As I mentioned last week, the first book in THE BLEED trilogy – RUPTURE – is released on 14 July. Written by CHRIS PHILBROOKMARK TUFO and myself, we’ve each created a specific world that we’re going to introduce you to over the remaining weeks leading up to publication. This week, present day London (although bear in mind that present day London looked a lot different to today’s actual present day London when this book was written!).

The Bleed - London

Somehow, everything in this complex sprawl of a city feels like it’s interconnected. More than seven million people live here and work and play and learn here, and despite the fact most of them stay happily within their own little bubbles, doing all they can to avoid talking to anyone else, the day-to-day runs pretty much like clockwork. The masses are together, yet isolated. People weave around each other along the clogged pavements, side-stepping without even looking up from their phones, skillfully avoiding collisions. The traffic stops and starts along heavily congested roads in bad tempered order. Deep underground, tube trains race from station to station at speed, dumping hundreds of people at a time onto platforms already crowded with hundreds more waiting to get on and be whisked away elsewhere.

_ENTRIES SUPPLIED:_
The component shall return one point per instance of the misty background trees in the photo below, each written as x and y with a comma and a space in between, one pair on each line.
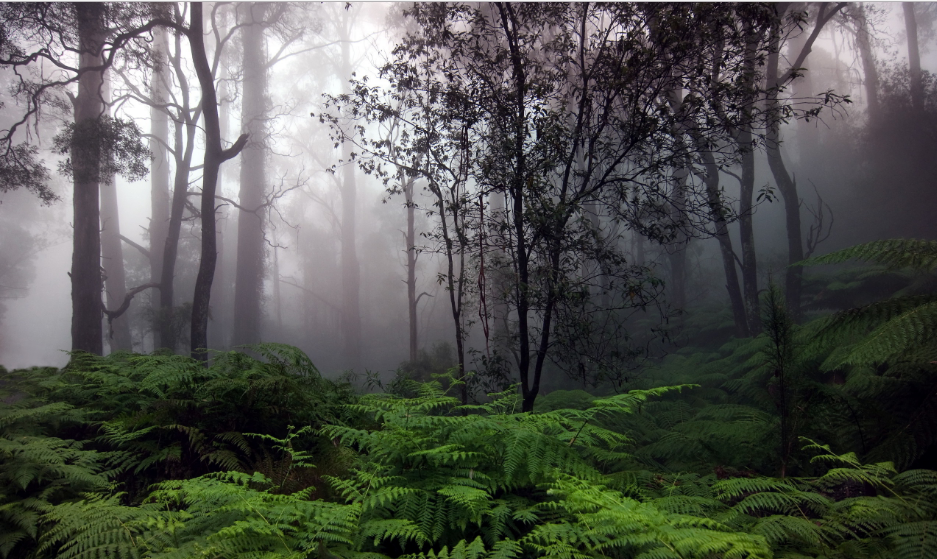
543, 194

---

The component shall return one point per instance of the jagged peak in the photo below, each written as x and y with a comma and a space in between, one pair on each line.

_TO DO:_
1. According to the text about the London setting of THE BLEED trilogy, on what date is RUPTURE released?
2. Continue the text about the London setting of THE BLEED trilogy from its last sentence.

_EXERCISE RESULTS:_
1. 14 July

2.
It’s an incredibly complicated but largely well-oiled machine. It copes with occasional accidents and interruptions, compensating to keep everything moving. It would take something catastrophic to stop the whole damn thing in its tracks. Something way out of the control of Transport for London or the Metropolitan Police. Something bigger than anything ever seen here before. Something inexplicable and indisputably huge. Something mind-bending, world changing, even perception altering.

Something like what’s going to happen next Thursday.

#

It began as a barely perceptible greenish glow illuminating the underbelly of a disconcertingly specific section of the overcast gray sky above the heart of the city. Hardly anyone noticed it at first, preoccupied as they were, as usual, with the Thursday morning commute. At just before seven o’clock, few people were in the mood to be interrupted or diverted. The daily race to their weekday destinations had begun.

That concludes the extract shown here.